EXERCISE AIM
The pictures are to be left out, and all remaining data is to be transcribed exactly as it appears.

Natural language region descriptions:

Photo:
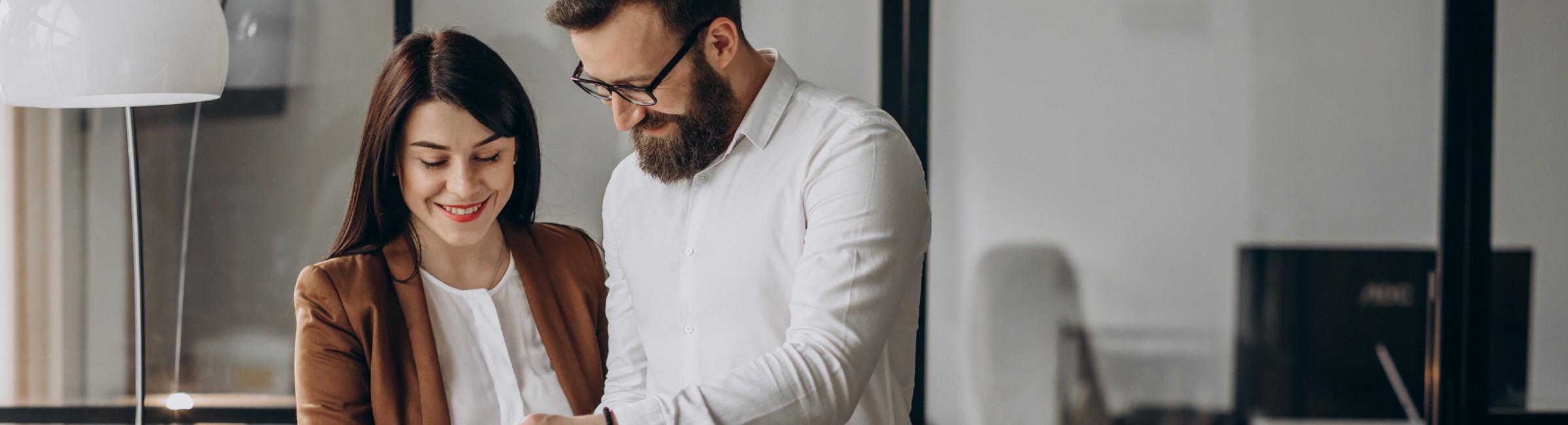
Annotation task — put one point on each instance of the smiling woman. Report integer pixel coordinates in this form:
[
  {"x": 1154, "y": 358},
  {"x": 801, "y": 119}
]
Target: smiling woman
[{"x": 443, "y": 300}]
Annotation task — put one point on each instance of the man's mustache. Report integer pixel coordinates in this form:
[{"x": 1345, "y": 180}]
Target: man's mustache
[{"x": 653, "y": 119}]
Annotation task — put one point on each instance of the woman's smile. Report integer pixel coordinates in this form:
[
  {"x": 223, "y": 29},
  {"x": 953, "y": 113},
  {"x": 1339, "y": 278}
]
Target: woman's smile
[{"x": 463, "y": 213}]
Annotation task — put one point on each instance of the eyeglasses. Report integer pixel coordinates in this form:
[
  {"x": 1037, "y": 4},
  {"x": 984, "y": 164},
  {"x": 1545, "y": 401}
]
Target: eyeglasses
[{"x": 642, "y": 96}]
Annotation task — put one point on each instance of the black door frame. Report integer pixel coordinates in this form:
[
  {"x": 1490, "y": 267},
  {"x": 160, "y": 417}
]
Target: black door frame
[{"x": 1459, "y": 336}]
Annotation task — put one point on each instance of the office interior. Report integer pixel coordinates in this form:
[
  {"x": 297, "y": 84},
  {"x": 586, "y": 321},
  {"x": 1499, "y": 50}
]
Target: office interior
[{"x": 1143, "y": 211}]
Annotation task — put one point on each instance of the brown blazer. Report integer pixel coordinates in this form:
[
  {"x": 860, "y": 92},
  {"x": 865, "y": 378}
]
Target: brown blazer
[{"x": 365, "y": 349}]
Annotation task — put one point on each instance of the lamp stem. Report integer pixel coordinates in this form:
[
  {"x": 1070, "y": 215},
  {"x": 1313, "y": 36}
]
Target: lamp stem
[{"x": 137, "y": 267}]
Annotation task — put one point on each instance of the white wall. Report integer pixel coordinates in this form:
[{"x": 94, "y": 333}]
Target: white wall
[
  {"x": 1531, "y": 184},
  {"x": 828, "y": 43},
  {"x": 1147, "y": 140}
]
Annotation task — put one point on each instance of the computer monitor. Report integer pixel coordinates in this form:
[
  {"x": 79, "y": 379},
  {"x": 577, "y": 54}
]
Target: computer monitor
[{"x": 1310, "y": 319}]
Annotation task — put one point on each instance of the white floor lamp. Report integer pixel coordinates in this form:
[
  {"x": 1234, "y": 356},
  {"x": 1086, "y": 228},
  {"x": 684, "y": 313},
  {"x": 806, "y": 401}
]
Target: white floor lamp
[{"x": 115, "y": 54}]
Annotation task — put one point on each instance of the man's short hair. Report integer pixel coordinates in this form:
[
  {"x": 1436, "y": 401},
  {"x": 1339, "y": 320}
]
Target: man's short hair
[{"x": 681, "y": 16}]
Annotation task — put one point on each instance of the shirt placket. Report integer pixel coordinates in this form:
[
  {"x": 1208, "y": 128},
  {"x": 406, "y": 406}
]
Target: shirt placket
[
  {"x": 493, "y": 347},
  {"x": 691, "y": 333}
]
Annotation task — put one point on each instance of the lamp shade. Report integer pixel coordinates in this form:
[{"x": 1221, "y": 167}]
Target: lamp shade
[{"x": 108, "y": 54}]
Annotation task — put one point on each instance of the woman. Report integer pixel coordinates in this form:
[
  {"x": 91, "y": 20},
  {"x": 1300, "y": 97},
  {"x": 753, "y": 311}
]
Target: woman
[{"x": 443, "y": 302}]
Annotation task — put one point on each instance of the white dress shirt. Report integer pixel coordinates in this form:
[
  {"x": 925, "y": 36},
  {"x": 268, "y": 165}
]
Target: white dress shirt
[
  {"x": 778, "y": 286},
  {"x": 493, "y": 361}
]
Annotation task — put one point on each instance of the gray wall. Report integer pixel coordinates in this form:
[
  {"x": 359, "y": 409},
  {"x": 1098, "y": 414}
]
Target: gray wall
[
  {"x": 1147, "y": 140},
  {"x": 1529, "y": 181}
]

ANSWER TO THE PROBLEM
Photo:
Annotation task — put one point on each instance of the smiling woman. Report integer pixel coordinates in this form:
[
  {"x": 1154, "y": 358},
  {"x": 801, "y": 119}
]
Target: smiling woman
[{"x": 443, "y": 300}]
Annotation task — put one point on each instance of the man's mustache. Report integer pixel coordinates in this form:
[{"x": 1345, "y": 180}]
Target: man's mustache
[{"x": 653, "y": 119}]
Annotation task — put one point on each instance of the woman's smile. Report integer pixel coordinates in this form:
[
  {"x": 223, "y": 29},
  {"x": 953, "y": 113},
  {"x": 1339, "y": 278}
]
Target: woman's smile
[{"x": 463, "y": 213}]
Annotation task — put one point on each instance of the eyeglasses. Report integer pixel coordinates in this form:
[
  {"x": 1037, "y": 4},
  {"x": 984, "y": 164},
  {"x": 1545, "y": 401}
]
Target: eyeglasses
[{"x": 642, "y": 96}]
Annotation task — put one point on each instance of the black door frame. Report integer pixel coordinates in this form:
[
  {"x": 1490, "y": 267},
  {"x": 160, "y": 417}
]
Target: black door frame
[{"x": 1459, "y": 336}]
Annotation task — put one point on each instance of the office interior. Report integer pixel coordinates in this form:
[
  {"x": 297, "y": 84},
  {"x": 586, "y": 321},
  {"x": 1499, "y": 50}
]
Target: office interior
[{"x": 1143, "y": 211}]
Annotation task — put one point on each instance of the brown blazer. Report integer pixel coordinates in this form:
[
  {"x": 860, "y": 92},
  {"x": 865, "y": 378}
]
Target: brown blazer
[{"x": 365, "y": 349}]
Annotation task — put one point on each instance of the lamp stem. Report integer pixel coordinates in this form:
[
  {"x": 1070, "y": 215},
  {"x": 1313, "y": 36}
]
Target: lamp stem
[{"x": 137, "y": 267}]
Annotation task — put one point on each instance of the white wall. Report integer pixel coordinates in this form:
[{"x": 94, "y": 333}]
Target: white wall
[
  {"x": 1531, "y": 184},
  {"x": 828, "y": 43},
  {"x": 1147, "y": 140}
]
Annotation task — put one point on each instance of the computer monitor. Report integer pixel coordinates in this form:
[
  {"x": 79, "y": 379},
  {"x": 577, "y": 54}
]
Target: computer monitor
[{"x": 1310, "y": 319}]
Annotation task — put one point on each instance of the white floor lamp. Report integer pixel coordinates in this form:
[
  {"x": 1234, "y": 356},
  {"x": 1086, "y": 228},
  {"x": 684, "y": 313},
  {"x": 806, "y": 401}
]
Target: white floor lamp
[{"x": 115, "y": 54}]
Annotation task — put one point on each instance of the man's short hair. Report integer pixel coordinates in this form:
[
  {"x": 1436, "y": 401},
  {"x": 1339, "y": 320}
]
Target: man's short hair
[{"x": 681, "y": 16}]
Annotation task — put one point on each instance of the shirt placket. Report integer pixel coordinates in this form:
[
  {"x": 1208, "y": 128},
  {"x": 406, "y": 406}
]
Target: shirt placket
[
  {"x": 493, "y": 347},
  {"x": 691, "y": 333}
]
Annotation task — put one point on each instance of the lamp shade. Report integer pixel coordinates in this form:
[{"x": 1221, "y": 167}]
Target: lamp shade
[{"x": 108, "y": 54}]
Annotation task — put one point on each instance of the woman. Report integer pixel coordinates in this form:
[
  {"x": 91, "y": 20},
  {"x": 1300, "y": 97},
  {"x": 753, "y": 311}
]
Target: woman
[{"x": 443, "y": 302}]
Annotation task — put one point on each instance of the white dress shirt. Report integer pixel coordinates in this form:
[
  {"x": 925, "y": 36},
  {"x": 268, "y": 165}
]
Target: white dress shirt
[
  {"x": 778, "y": 286},
  {"x": 493, "y": 361}
]
Annotation task — put one point on each instance of the gray wall. Report integer pixel coordinates in this form:
[
  {"x": 359, "y": 409},
  {"x": 1098, "y": 414}
]
Target: gray wall
[
  {"x": 1147, "y": 140},
  {"x": 1529, "y": 181}
]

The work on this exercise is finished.